Text:
A general pattern I notice is that, having worked with this model for a while now, there do seem to be players that give the model some trouble and have a disproportionate tendency to appear on this list from year to year. A few of these players appear on this list… more on that later.

Partly for that reason, I wouldn’t necessarily say to “buy low” the guys on the left, nor “sell high” the guys on the right; although you can if you want. I won’t address every player, but I have some scattered comments:

For readers who prefer OPS, .020 wOBA translates to about .050 OPS, on the margin.
.397 predicted for Teixeira? Not sure where that came from…
Poor Segura. All things considered, I think nobody deserves a big second half more than he does.

Data block:
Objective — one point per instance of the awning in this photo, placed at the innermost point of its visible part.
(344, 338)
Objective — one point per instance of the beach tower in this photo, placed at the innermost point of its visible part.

Required work:
a - Extract from the baseball passage the portion starting with "Partly for that" and going on through "than he does.".
b - According to the baseball passage, roughly how much OPS does .020 wOBA translate to?
The material comes from a separate, unrelated source.

The answers:
a -
Partly for that reason, I wouldn’t necessarily say to “buy low” the guys on the left, nor “sell high” the guys on the right; although you can if you want. I won’t address every player, but I have some scattered comments:

For readers who prefer OPS, .020 wOBA translates to about .050 OPS, on the margin.
.397 predicted for Teixeira? Not sure where that came from…
Poor Segura. All things considered, I think nobody deserves a big second half more than he does.

b - About .050 OPS, on the margin.